§ Daftar Tugas:
1) Ringkas teks tentang larangan jual beli saat shalat Jumat dalam dua kalimat.
2) Teruskan teks tentang larangan jual beli saat shalat Jumat mulai dari sesudah kalimat terakhirnya.

§ Teks Bacaan:

Syariah

Jual Beli yang Dilarang Syariat (3): Sebab Waktu Shalat Jumat

Kam, 13 September 2018 | 04:30 WIB

Jual beli adalah praktik yang dihalalkan oleh syara’ dalam rangka mencari rezeki. Namun, syara’ menetapkan bahwa kebolehan ini tidak mutlak di semua waktu. Syara’ memberikan batasan mengenai waktu pelaksanaannya. Contoh waktu yang mendapatkan nash larangan melakukan jual beli adalah jual beli yang bertepatan dengan shalat Jumat.

Dasar dalil yang dipergunakan atas larangan ini adalah firman Allah dalam QS Al-Jumu’ah: 9: 

ياأيها الذين آمنوا إذا نودي للصلوة من يوم الجمعة فاسعوا إلى ذكر الله وذروا البيع ذلكم خير لكم إن كنتم تعلمون 

Artinya: “Wahai orang-orang yang beriman, ketika telah sampai panggilan untuk shalat jumuah, maka bersegeralan ingat kepada Allah dan tinggalkan jual beli. Demikian itu adalah lebih baik bagi kalian jika kalian mengetahui.” (Al-Jumu’ah: 9)

Ayat ini mengandung perintah agar bersegera menuju shalat Jumat dan meninggalkan jual beli. Semua ulama sepakat bahwa ayat ini menunjukkan status wajibnya shalat Jumat. Oleh karena itu, pelaku transaksi jual beli yang dilakukan pada hari Jumat, saat adzan Jumat sudah dikumandangkan, adalah berdosa. Apalagi matahari sudah menunjukkan waktu tergelincir ke arah barat, dan Imam sudah naik ke atas mimbar, maka larangan ini mulai berlaku. 

Yang menjadi pangkal ikhtilaf ulama adalah pendapat tentang hukum akad transaksi jual beli yang dilakukan saat adzan. Apakah jual belinya sah? Dan apakah larangan ini bersifat mutlak ataukah terbatas? Apakah semua akad juga termasuk yang dikenai hukum wajib ditinggalkan? Pertanyaan-pertanyaan ini seringkali diutarakan sehubungan tetapnya status larangan jual beli saat adzan shalat Jumat.

Cuplikan data penunjukan:
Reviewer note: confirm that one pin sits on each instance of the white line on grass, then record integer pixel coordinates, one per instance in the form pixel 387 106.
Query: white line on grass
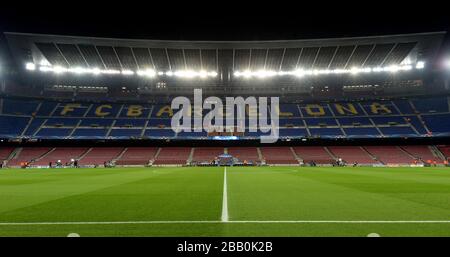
pixel 220 221
pixel 224 217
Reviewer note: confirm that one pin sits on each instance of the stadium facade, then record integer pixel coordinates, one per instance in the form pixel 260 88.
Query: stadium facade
pixel 379 100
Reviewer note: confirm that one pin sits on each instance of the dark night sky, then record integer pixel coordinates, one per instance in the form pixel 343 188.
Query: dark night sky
pixel 287 22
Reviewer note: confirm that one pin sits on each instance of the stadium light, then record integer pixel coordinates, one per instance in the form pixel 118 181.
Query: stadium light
pixel 420 65
pixel 317 72
pixel 125 72
pixel 30 66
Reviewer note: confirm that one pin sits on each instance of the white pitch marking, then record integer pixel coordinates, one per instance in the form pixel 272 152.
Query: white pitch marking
pixel 224 217
pixel 220 221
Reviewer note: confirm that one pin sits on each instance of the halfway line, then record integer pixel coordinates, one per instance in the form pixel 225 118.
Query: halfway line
pixel 221 221
pixel 224 217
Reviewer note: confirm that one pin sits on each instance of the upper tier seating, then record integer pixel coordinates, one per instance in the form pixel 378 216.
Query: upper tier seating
pixel 28 154
pixel 83 120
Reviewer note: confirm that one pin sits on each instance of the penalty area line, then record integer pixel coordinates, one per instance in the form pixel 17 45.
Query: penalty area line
pixel 221 221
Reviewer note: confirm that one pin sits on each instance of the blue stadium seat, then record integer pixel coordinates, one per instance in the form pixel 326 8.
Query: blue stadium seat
pixel 439 123
pixel 96 122
pixel 320 122
pixel 130 122
pixel 12 126
pixel 325 132
pixel 431 105
pixel 89 133
pixel 19 107
pixel 398 131
pixel 53 132
pixel 355 121
pixel 125 133
pixel 293 132
pixel 159 133
pixel 35 124
pixel 361 132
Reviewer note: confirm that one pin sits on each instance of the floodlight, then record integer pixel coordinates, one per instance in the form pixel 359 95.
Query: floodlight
pixel 30 66
pixel 127 72
pixel 420 65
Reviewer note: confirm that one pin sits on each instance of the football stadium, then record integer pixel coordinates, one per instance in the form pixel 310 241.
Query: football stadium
pixel 94 141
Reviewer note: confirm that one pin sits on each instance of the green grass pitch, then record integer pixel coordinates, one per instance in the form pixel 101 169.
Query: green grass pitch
pixel 260 201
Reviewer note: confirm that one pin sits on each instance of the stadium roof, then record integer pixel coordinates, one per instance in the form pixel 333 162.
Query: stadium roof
pixel 335 53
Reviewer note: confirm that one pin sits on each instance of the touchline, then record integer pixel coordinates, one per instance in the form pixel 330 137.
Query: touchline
pixel 234 115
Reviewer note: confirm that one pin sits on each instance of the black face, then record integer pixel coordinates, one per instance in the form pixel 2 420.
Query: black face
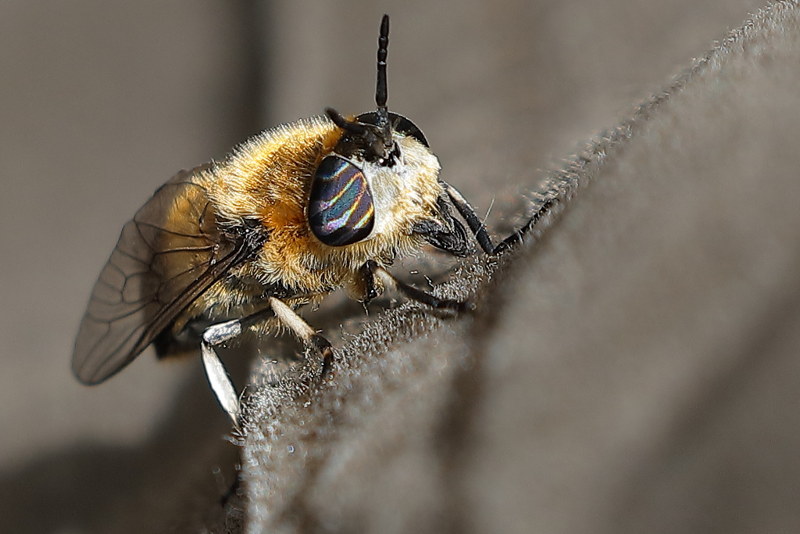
pixel 399 124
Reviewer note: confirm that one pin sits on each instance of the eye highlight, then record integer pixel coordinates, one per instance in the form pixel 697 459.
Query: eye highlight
pixel 340 208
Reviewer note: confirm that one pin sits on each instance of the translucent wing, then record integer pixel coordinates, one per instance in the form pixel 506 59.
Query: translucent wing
pixel 168 255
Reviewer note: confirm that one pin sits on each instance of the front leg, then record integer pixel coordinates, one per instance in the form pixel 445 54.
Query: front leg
pixel 217 334
pixel 478 228
pixel 371 269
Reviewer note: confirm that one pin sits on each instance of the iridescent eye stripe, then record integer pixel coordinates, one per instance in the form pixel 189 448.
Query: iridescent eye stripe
pixel 340 210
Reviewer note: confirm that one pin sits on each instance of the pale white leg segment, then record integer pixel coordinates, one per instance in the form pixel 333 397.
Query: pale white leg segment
pixel 219 379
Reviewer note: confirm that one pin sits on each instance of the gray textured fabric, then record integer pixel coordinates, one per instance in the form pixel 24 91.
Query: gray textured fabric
pixel 632 368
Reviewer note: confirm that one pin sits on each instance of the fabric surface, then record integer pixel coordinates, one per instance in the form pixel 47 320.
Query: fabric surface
pixel 631 368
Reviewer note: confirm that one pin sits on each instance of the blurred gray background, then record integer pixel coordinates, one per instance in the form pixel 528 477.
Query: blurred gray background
pixel 101 102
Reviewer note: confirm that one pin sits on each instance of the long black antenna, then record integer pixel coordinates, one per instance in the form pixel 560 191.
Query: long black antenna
pixel 381 91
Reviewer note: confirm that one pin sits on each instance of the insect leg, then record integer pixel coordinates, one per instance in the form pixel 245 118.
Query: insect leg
pixel 289 318
pixel 479 229
pixel 413 293
pixel 220 381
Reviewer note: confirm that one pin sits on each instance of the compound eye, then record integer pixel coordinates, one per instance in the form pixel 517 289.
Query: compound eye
pixel 340 210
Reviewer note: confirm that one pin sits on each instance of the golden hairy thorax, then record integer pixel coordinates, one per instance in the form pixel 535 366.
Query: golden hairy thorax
pixel 268 179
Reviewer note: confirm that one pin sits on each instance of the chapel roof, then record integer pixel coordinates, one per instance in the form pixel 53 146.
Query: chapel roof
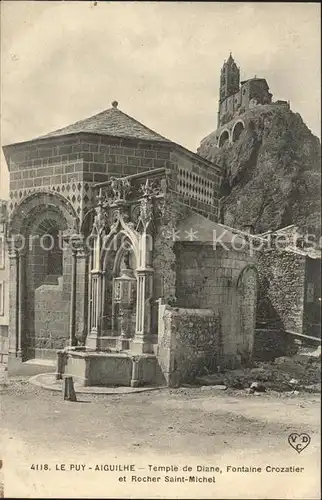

§ Jawaban Tiap Tugas:
1) Jual beli pada dasarnya dihalalkan syara’, tetapi dilarang bertepatan dengan shalat Jumat berdasarkan QS Al-Jumu’ah: 9, yang memerintahkan bersegera menuju shalat Jumat dan meninggalkan jual beli, sehingga orang yang bertransaksi setelah adzan Jumat dikumandangkan berdosa. Ulama berselisih pendapat tentang sah tidaknya akad jual beli yang dilakukan saat adzan, tentang mutlak atau terbatasnya larangan itu, dan tentang apakah semua akad wajib ditinggalkan.

2)
Terkait dengan sah atau tidaknya akad, ada dua pendapat ulama yang terkenal. Pendapat pertama memandang bahwa akad tersebut tidak sah dan wajib dibatalkan. Pendapat ini disampaikan oleh kalangan ahli dhahir (tekstualis) dari kalangan mazhab Maliki dan mazhab Hanbali. Masing-masing mazhab ini menyatakan bahwa hukum wajib dikembalikan kepada asal larangan. Dengan demikian, kalangan mazhab ini menyatakan wajibnya merusak akad (fasakh akad). Kewajiban ini berlaku untuk semua pedagang secara mutlak, baik laki-laki maupun perempuan, baik termasuk ahli jum’ah (orang yang wajib shalat Jumat) maupun bukan. Dengan kata lain, kalangan tekstualis menyatakan hukum mutlak wajib fasakh (rusak).

Pendapat kedua disampaikan oleh ulama dari kalangan mazhab Hanafi dan mazhab Syafi’i. Kedua mazhab ini menyatakan bahwa akad jual belinya adalah sah namun berdosa. Status berdosa ini bersifat muqayyad (terbatas), yaitu secara khusus berlaku hanya bila transaksi tersebut dilakukan oleh kelompok ahli jum’ah. Dengan demikian, kalangan mazhab Hanafi dan mazhab Syafi’i menyatakan bahwa kaum perempuan dan anak-anak bukan termasuk yang dikenai larangan/teguran dari nash di atas. Perwakilan atas pendapat ini dapat kita ketahui melalui pernyataan Al-Syairazy dalam kitab al-Muhadzhzab, sebagai berikut:

ولايبطل البيع لأن النهي لايختص بالعقد فلم يمنع الصلاة كالصلاة في الأرض المغصوبة

Artinya: “Tidak membatalkan akad jual beli (akadnya sah), karena sesungguhnya larangan tersebut tidak dikhususkan pada akad, sementara akad tidak menghalangi shalat, sehingga seperti (hukum) shalat di bumi yang dighashab (berdosa).” (Muhyiddin Yahya bin Syaraf, al-Nawawy, Al-Majmu’ Syarah Al-Muhadzdzab li al-Syairazy, Jedah: Thab’atu Maktabah al-Irsyad, tt.: 1/110!)

Selanjutnya yang menjadi permasalahan adalah apakah semua akad-akad yang lain juga terkena pasal larangan sehingga wajib segera ditinggalkan manakala adzan shalat Jumat telah dikumandangkan?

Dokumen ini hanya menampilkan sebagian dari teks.